Hoy en día no
faltan adjetivos para calificar la crisis: financiera, económica,
productiva, social, ecológica, climática, energética, alimentaria,
democrática, institucional, ética, existencial, etc… Lo cierto es que
estamos viviendo una época de crisis múltiples que se superponen las
unas a las otras y se refuerzan mutuamente. Hasta tal punto que hablamos
de una crisis sistémica, es decir que afecta al conjunto del sistema
socio-económico vigente, e incluso una crisis de valores y de
civilización.
Florent Marcellesi
En otras palabras ¿estaríamos llegando al final
de la sociedad moderna emergida de la revolución industrial? En caso
afirmativo, ¿qué futuro nos espera ante este éxodo fuera de la sociedad
industrial y qué propuestas para iniciar esta transición hacia otro
mundo posible y deseable?
Para responder a estas preguntas cortas pero
altamente complejas, intentemos clarificar en grandes categorías las
crisis estructurales más importantes que subyacen debajo de la crisis
económica nacida en el 2008. Detrás de las crisis financieras y
especulativas, siempre se encuentran crisis más profundas que tocan lo
que solemos llamar la economía real (también llamada economía
productiva) y la economía real-real, es decir la de los flujos de
materias y energía (que depende por una parte de factores económicos y
por otra parte de los límites ecológicos del planeta). Esta distinción
nos permite diferenciar dos crisis fundamentales estrechamente
relacionadas: la crisis social y la crisis ecológica.
La crisis social es ante todo, como en la crisis de
1930, una crisis de distribución: una desigualdad abismal entre salarios
más bajos y más altos (tanto en un mismo país como entre países del
Norte y países del Sur), una remuneración cada vez más alta para las
rentas del capital —principalmente la parte correspondiente a los
accionistas— en detrimento de las rentas del trabajo, tasas de paro y de
pobreza estructurales insoportables (más de 20% para ambas en España,
millones de personas precarias), etc.. Esta crisis social se ve
atravesada además por la crisis de los cuidados, es decir el desigual
reparto del trabajo doméstico y de cuidados (de niño/as, anciano/as u
otras personas dependientes) entre mujeres y hombres. Asimismo en
España, si sumamos el trabajo remunerado y no remunerado que efectúan
las mujeres, ellas trabajan diariamente casi una hora más que los
hombres.

▶ [REGISTROS GUARDADOS]

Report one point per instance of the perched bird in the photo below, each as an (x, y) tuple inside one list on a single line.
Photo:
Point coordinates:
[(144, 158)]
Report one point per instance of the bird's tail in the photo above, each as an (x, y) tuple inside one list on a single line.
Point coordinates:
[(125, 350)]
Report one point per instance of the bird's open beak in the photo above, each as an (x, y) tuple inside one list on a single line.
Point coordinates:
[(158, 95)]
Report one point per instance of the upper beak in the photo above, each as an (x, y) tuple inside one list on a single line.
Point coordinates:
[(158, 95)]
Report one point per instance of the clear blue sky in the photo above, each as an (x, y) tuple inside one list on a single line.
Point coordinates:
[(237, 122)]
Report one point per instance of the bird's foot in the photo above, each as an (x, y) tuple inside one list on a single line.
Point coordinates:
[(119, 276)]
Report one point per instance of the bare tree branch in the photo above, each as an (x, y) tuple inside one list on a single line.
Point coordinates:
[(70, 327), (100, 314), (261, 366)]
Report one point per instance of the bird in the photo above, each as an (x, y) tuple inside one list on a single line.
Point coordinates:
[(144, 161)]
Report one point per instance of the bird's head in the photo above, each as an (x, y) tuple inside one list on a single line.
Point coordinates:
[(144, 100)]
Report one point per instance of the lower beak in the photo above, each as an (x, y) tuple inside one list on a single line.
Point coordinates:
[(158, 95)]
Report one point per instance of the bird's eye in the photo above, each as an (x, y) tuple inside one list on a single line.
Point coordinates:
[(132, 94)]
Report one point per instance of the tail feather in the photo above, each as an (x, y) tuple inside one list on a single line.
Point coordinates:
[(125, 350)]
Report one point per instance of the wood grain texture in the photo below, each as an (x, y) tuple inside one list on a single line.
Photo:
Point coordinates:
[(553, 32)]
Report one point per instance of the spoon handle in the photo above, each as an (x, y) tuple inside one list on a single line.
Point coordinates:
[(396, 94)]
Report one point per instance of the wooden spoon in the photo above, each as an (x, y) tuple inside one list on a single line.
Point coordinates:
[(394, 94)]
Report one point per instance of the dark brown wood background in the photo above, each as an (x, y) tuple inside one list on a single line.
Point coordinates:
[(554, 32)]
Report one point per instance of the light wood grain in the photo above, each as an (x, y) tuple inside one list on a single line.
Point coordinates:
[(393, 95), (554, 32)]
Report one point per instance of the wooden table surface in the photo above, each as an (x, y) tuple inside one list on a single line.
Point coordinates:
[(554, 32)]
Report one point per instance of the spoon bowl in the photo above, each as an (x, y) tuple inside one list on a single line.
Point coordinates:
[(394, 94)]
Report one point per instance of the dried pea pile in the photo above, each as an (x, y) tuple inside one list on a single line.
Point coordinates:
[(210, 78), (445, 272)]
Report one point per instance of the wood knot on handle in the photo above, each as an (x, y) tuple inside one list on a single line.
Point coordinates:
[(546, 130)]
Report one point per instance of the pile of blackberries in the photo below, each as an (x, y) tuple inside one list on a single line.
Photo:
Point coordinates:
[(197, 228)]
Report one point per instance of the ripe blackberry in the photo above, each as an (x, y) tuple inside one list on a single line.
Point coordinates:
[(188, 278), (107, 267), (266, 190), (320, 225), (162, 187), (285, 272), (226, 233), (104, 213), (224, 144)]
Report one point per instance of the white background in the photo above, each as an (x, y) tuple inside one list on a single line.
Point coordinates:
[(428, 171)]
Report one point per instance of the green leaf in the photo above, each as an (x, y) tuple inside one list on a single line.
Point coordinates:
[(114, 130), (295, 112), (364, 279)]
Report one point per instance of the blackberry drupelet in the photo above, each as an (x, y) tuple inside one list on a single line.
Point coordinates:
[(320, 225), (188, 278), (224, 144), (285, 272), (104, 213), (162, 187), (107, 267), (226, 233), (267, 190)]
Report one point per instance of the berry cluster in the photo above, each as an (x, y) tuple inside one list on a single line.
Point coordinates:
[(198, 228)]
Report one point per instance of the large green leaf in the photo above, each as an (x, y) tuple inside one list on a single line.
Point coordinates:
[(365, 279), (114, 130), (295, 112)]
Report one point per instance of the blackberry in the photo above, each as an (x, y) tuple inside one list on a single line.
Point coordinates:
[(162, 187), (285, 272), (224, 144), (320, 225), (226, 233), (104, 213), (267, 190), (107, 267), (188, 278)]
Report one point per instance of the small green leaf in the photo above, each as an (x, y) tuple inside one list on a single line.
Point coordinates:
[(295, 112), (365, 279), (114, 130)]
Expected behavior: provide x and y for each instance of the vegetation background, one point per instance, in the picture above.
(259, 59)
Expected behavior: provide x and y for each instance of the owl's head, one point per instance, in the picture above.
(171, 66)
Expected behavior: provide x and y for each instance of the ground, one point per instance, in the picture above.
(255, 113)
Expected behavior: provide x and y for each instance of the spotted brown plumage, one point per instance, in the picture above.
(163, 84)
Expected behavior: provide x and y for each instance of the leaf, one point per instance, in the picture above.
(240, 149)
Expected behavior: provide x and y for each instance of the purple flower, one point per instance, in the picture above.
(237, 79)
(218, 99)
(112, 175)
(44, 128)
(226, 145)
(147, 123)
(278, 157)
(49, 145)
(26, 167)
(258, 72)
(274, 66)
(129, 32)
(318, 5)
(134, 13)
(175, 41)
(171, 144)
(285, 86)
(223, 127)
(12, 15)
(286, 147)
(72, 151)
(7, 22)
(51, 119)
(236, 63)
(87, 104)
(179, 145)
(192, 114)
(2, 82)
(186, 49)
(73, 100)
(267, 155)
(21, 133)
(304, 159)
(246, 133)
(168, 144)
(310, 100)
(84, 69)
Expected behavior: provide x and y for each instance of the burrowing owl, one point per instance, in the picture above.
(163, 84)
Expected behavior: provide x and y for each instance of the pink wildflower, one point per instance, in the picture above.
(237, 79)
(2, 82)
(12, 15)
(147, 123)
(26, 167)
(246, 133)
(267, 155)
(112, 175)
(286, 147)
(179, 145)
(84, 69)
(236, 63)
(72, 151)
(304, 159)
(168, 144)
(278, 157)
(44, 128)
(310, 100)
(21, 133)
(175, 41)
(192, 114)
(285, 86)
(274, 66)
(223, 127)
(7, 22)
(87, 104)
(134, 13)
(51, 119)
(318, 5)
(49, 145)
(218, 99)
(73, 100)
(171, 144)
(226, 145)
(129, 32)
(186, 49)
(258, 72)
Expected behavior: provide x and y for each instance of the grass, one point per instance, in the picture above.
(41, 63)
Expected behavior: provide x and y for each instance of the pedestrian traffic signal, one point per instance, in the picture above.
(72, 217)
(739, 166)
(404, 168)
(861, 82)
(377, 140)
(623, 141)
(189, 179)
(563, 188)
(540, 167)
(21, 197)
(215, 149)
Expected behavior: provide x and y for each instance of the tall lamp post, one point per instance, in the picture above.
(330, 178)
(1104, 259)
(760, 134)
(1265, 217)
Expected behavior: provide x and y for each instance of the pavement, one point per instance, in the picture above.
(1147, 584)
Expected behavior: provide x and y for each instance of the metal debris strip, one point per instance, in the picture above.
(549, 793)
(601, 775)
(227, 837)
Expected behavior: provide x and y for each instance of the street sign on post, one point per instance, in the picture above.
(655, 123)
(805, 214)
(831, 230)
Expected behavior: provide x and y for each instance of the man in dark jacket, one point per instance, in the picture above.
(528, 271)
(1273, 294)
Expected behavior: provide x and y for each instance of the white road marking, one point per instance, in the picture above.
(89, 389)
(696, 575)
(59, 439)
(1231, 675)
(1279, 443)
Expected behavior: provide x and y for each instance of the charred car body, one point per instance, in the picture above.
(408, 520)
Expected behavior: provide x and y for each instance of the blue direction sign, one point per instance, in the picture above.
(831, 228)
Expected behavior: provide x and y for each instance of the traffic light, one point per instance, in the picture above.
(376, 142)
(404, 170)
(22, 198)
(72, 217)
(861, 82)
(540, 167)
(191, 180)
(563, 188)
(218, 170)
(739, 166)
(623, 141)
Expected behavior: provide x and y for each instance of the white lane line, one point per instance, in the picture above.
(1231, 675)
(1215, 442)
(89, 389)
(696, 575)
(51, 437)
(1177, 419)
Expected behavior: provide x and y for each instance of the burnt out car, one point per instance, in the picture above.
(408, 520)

▶ [TAREA PENDIENTE]
¿Qué rasgos de la crisis de distribución enumera el texto sobre la crisis sistémica al describir la crisis social? Para resolver esto, usa únicamente el texto sobre la crisis sistémica.

▶ [RESPUESTA]
- Una desigualdad abismal entre salarios más bajos y más altos, tanto en un mismo país como entre países del Norte y países del Sur.
- Una remuneración cada vez más alta para las rentas del capital, principalmente la parte correspondiente a los accionistas, en detrimento de las rentas del trabajo.
- Tasas de paro y de pobreza estructurales insoportables: más del 20% para ambas en España y millones de personas precarias.